- **Provided passage**
----------

The psychotic delusions of ABB described by the psychiatric experts according to the reports have a common theme. They are all about ABB imagining there to be a sound and valid moral justification for what he did. He is convinced that Norway is threatened by an invasion of dangerous muslims, and that the Norwegian establishment forms a fifth column to this threat against an imagined "real" Norway, where "real" Norwegians truly want him to take the actions that he eventually did take. Now, the first part of this delusion is actually not very different from the one apparently held by rather a lot of European voters these days. Thoughts in this direction have been commonplace in the rhetoric of the new European racist political movement, which I analysed in a series of blog posts a while back. The second part seems to be no worse than the average world view of your typical conspiracy theorist (most of whom walk about as free persons). It is the third part, it seems to me, that makes ABB seriously mentally disturbed; the fact that his mind facilitates a world-view which provides a justification (of sorts) for him – ABB – to take bold and normally unlawful and deeply immoral action. The perceived threat and the lack of trust in authorities to prevent the threat may as such just as well lead to apathy or emigration. But combined with the third idea of having a special mission from the "real" Norwegian people to commit destruction and mass murder we have a severe mental illness. Obviously, then, diagnosing a mental illness has a substantial moral element. It is the presence of a delusion that allows ABB to break the most important of laws and moral prohibitions there are with an intact conscience that makes him clearly mentally ill – besides being egocentric, delusional, weird and racist.

----------

- **Records**
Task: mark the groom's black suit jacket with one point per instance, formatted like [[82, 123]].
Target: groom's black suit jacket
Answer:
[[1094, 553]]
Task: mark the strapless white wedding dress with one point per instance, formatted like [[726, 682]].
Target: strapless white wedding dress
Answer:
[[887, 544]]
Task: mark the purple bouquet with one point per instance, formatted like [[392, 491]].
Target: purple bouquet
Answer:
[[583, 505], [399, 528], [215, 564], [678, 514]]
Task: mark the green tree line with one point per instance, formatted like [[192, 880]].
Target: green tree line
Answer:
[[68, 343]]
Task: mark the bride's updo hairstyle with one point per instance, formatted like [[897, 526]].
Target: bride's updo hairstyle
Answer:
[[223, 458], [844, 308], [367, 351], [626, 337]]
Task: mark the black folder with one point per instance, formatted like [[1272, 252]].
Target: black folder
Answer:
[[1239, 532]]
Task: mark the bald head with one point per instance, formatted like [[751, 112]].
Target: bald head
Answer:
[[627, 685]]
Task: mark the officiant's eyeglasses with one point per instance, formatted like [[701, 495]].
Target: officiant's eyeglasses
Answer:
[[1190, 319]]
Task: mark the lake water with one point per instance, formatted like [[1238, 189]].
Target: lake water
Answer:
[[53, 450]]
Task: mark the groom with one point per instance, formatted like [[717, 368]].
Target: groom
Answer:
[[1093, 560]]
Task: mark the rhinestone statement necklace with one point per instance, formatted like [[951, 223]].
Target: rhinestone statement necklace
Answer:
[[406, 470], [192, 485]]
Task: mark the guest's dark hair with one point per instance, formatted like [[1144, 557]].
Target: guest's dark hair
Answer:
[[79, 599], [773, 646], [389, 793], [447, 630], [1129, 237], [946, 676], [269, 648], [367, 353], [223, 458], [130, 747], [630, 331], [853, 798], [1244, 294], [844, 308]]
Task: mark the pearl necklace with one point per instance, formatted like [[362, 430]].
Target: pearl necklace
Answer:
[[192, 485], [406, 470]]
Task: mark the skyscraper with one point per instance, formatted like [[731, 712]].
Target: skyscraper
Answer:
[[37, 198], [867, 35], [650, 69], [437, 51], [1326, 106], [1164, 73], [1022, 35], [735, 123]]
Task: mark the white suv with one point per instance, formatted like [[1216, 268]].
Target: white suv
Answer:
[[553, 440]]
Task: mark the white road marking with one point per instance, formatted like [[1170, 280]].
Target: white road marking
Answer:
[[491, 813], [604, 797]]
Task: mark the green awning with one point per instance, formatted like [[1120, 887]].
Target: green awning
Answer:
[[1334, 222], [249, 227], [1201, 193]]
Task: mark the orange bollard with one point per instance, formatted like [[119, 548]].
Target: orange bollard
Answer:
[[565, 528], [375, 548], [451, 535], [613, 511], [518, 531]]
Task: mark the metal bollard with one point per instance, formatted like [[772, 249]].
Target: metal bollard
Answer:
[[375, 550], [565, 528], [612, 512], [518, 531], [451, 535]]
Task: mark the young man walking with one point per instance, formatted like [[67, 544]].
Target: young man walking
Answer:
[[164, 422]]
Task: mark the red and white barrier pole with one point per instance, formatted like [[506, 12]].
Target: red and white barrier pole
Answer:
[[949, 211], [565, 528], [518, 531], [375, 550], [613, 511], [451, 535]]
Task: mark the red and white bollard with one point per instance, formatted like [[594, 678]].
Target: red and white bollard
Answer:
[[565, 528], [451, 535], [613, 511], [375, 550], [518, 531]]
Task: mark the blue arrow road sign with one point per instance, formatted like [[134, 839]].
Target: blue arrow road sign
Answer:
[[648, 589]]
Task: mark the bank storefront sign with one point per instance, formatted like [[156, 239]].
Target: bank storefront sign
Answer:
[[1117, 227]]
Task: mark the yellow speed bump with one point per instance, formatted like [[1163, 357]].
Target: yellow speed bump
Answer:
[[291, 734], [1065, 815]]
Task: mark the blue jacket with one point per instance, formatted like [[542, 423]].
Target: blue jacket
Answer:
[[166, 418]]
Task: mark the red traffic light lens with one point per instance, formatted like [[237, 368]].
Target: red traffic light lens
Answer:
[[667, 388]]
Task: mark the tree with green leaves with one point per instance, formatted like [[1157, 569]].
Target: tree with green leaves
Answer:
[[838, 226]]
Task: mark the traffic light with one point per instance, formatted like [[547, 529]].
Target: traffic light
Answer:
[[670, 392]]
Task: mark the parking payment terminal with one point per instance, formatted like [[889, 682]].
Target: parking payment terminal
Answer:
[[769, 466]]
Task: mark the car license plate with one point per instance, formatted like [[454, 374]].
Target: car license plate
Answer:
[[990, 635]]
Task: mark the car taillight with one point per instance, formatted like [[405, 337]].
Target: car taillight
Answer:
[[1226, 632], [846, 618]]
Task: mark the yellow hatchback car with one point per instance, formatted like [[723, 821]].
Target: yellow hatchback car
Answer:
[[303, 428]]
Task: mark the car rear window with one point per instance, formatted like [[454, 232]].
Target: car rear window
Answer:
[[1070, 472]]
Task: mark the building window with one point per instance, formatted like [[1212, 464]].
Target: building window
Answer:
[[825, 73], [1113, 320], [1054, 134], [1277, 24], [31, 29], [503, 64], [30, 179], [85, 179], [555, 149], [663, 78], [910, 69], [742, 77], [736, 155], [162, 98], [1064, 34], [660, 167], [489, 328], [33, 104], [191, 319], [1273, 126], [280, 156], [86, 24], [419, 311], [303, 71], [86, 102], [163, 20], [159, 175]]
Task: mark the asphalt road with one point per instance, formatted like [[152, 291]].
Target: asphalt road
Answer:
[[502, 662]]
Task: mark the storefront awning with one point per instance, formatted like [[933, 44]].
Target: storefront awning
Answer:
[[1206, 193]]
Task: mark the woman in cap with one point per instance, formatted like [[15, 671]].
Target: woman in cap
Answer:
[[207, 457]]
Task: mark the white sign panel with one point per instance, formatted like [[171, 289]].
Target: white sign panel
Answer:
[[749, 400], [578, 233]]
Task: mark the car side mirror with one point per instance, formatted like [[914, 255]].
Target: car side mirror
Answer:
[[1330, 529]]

----------

- **Prompt**
Continue the passage on ABB's delusions, starting after its final sentence. The material has no connection to the passage on ABB's delusions.

- **Answer to this exercise**
However, while this is good reason to declare ABB as severely mentally ill, it is not a case for claiming him not to fall under any of the two conditions of accountability mentioned above. ABB clearly understood that he was killing people against their will and that this is a crime. He also understood that under normal circumstances even he would judge these act to be seriously morally wrong (thus the need for a delusional reason for why they where permissible in this case), so he obviously was fully capable of understanding what it means for an action to be wrong in both the legal and moral sense. Moreover, the whole story of his deeds is a witness of someone in full control of his actions. ABB did clearly not do as he did because he could not help himself, he did it because he really wanted to. He choose to do it and he was as able as anybody else doing something wrong to choose something else instead. The psychosis, moreover, did not expose ABB to any immediately threatening hallucinations that might have been a reason to declare his actions as sprung out of panic.

Here is my reading: ABB was indeed severely clinically psychotic when committing his crimes. But this psychosis had nothing to do with his understanding of the nature of the act or his ability to control it. Or, to the extent that a perceived moral justification is to be included in a person's understanding of an act, he was no less able to understand the nature of his act than anybody else committing a serious crime in the belief of being morally justified. Such as the criminal effectively embracing ethical egoism in caring nothing for his victims and all for himself, such as the Israeli hit squads that went after Nazi war criminals and the ones responsible for the Munich attacks, such as the band of bankrobbing and murdering neo-nazis that have just been apprehended in Germany, such as the very islamist terrorists that were on ABB's mind. And so on.

All of these might, using the clinical tools of psychiatry be declared to suffer from severe psychotic delusions in the same way that ABB does. But all of them are nevertheless fully accountable for what they did. And so is Anders Behring Breivik.